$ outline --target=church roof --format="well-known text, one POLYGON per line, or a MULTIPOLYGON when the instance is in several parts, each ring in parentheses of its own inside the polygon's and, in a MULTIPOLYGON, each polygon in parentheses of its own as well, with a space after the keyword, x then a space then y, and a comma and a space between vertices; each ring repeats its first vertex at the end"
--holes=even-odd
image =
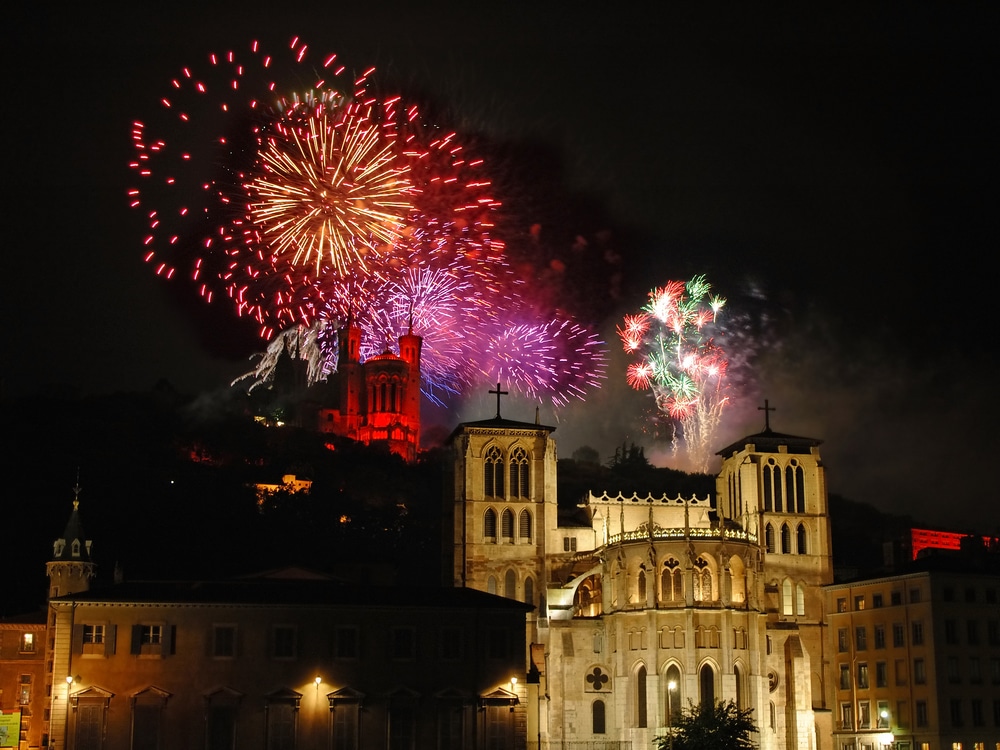
POLYGON ((56 597, 59 602, 224 604, 307 607, 457 607, 533 609, 530 604, 469 588, 357 586, 333 580, 240 578, 219 581, 126 581, 56 597))
POLYGON ((448 440, 452 440, 456 435, 469 428, 483 430, 544 430, 545 432, 555 432, 556 429, 550 425, 538 424, 537 422, 518 422, 515 419, 504 419, 503 417, 496 416, 491 419, 480 419, 476 422, 462 422, 452 431, 448 440))
MULTIPOLYGON (((79 495, 79 488, 74 488, 79 495)), ((83 522, 80 520, 80 501, 73 500, 73 511, 69 514, 69 521, 66 522, 66 529, 60 537, 63 544, 56 544, 52 560, 79 560, 81 557, 90 559, 90 545, 86 533, 83 530, 83 522), (73 542, 80 542, 80 548, 76 555, 73 554, 73 542)))
POLYGON ((770 428, 764 429, 755 435, 747 435, 745 438, 737 440, 731 445, 727 445, 717 456, 731 456, 743 450, 748 445, 753 445, 759 453, 777 453, 778 448, 784 446, 788 453, 809 453, 811 449, 820 445, 823 441, 816 438, 799 437, 798 435, 786 435, 782 432, 775 432, 770 428))

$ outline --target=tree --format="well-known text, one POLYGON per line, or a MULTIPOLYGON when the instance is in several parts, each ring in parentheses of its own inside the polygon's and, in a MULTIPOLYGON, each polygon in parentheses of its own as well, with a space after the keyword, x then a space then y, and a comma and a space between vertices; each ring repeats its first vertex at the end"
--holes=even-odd
POLYGON ((656 738, 659 750, 750 750, 756 747, 752 708, 741 710, 733 701, 714 706, 689 705, 670 728, 656 738))

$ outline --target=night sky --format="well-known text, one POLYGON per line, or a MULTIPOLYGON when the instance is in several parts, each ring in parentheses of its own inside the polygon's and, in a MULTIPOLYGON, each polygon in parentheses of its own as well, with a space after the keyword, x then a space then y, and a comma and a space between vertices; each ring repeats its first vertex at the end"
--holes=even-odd
MULTIPOLYGON (((719 447, 763 427, 767 398, 773 429, 824 441, 831 491, 1000 531, 988 4, 624 4, 611 16, 553 3, 185 2, 114 18, 35 5, 4 24, 5 398, 161 378, 210 393, 249 369, 252 329, 142 262, 130 129, 182 65, 299 35, 484 136, 541 148, 567 200, 593 207, 581 233, 616 238, 628 275, 601 300, 605 386, 542 406, 560 456, 590 445, 607 458, 635 441, 673 460, 644 429, 651 400, 625 385, 614 327, 654 285, 706 273, 734 314, 780 322, 757 342, 719 447)), ((505 208, 525 231, 549 224, 536 205, 505 208)), ((489 385, 430 419, 492 416, 489 385)), ((506 409, 534 418, 516 399, 506 409)))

------------------------------------------------------------

### TASK TO CARRY OUT:
Give the records again exactly as they stand, so that only the pictures are missing.

### RESPONSE AREA:
$ outline --target=church roof --format="well-known text, one POLYGON per line, or a MULTIPOLYGON when the instance is in several parts, each ring in parentheses of its own inside the polygon's and, in a MULTIPOLYGON, each polygon in parentheses of its own as well, with a space after the keyword, x then a space then y, and a comma and a space between vertices; each ring repeats its first vertex at the end"
--holes=even-odd
image =
POLYGON ((56 597, 59 602, 224 604, 307 607, 457 607, 533 609, 530 604, 469 588, 357 586, 333 580, 240 578, 219 581, 126 581, 56 597))
POLYGON ((448 440, 452 440, 456 435, 469 428, 483 430, 544 430, 545 432, 555 432, 556 429, 550 425, 538 424, 537 422, 518 422, 515 419, 504 419, 503 417, 496 416, 491 419, 480 419, 476 422, 462 422, 452 431, 448 440))
MULTIPOLYGON (((79 495, 79 488, 74 488, 79 495)), ((83 522, 80 520, 80 501, 73 500, 73 511, 69 514, 69 521, 66 522, 66 529, 60 537, 63 544, 56 544, 52 560, 79 560, 81 557, 90 559, 90 545, 86 533, 83 530, 83 522), (73 542, 80 542, 80 548, 76 555, 73 554, 73 542)))
POLYGON ((770 428, 764 429, 755 435, 747 435, 745 438, 737 440, 731 445, 727 445, 717 456, 731 456, 743 450, 748 445, 753 445, 759 453, 777 453, 778 448, 784 446, 788 453, 809 453, 811 449, 820 445, 823 441, 816 438, 799 437, 798 435, 786 435, 782 432, 775 432, 770 428))

$ outline --target=tree --format="well-known text, one POLYGON per line, or a MULTIPOLYGON when the instance is in several parts, each ring in parentheses of its own inside the polygon's and, in a MULTIPOLYGON, each polygon in parentheses of its own as well, with a space after the keyword, x then a space then y, and a comma and a space between vertices; each ring repeats its first vertex at the end"
--holes=even-odd
POLYGON ((656 738, 659 750, 750 750, 756 747, 752 708, 741 710, 733 701, 714 706, 689 705, 670 728, 656 738))

$ outline --target=night sky --format="well-known text, one POLYGON per line, or a MULTIPOLYGON when the instance is in several parts, each ring in parentheses of its own inside the polygon's and, in a MULTIPOLYGON, each polygon in parentheses of its own as well, with a space after the keyword, x then a space then y, and a comma and a space between vertices; each ring repeats its first vertex at the end"
--holes=even-odd
MULTIPOLYGON (((719 447, 763 427, 767 398, 773 429, 824 441, 831 491, 1000 531, 988 4, 624 4, 611 16, 553 3, 185 2, 114 18, 35 5, 4 24, 5 398, 161 378, 210 393, 249 369, 252 329, 142 262, 130 129, 182 65, 299 35, 484 136, 541 148, 567 200, 593 207, 581 233, 616 238, 628 275, 601 300, 605 386, 542 406, 560 456, 590 445, 607 458, 635 441, 673 460, 644 429, 651 400, 625 385, 614 327, 654 285, 706 273, 734 314, 780 322, 757 342, 719 447)), ((505 208, 525 231, 549 224, 536 205, 505 208)), ((489 385, 430 419, 492 416, 489 385)), ((506 409, 534 418, 516 399, 506 409)))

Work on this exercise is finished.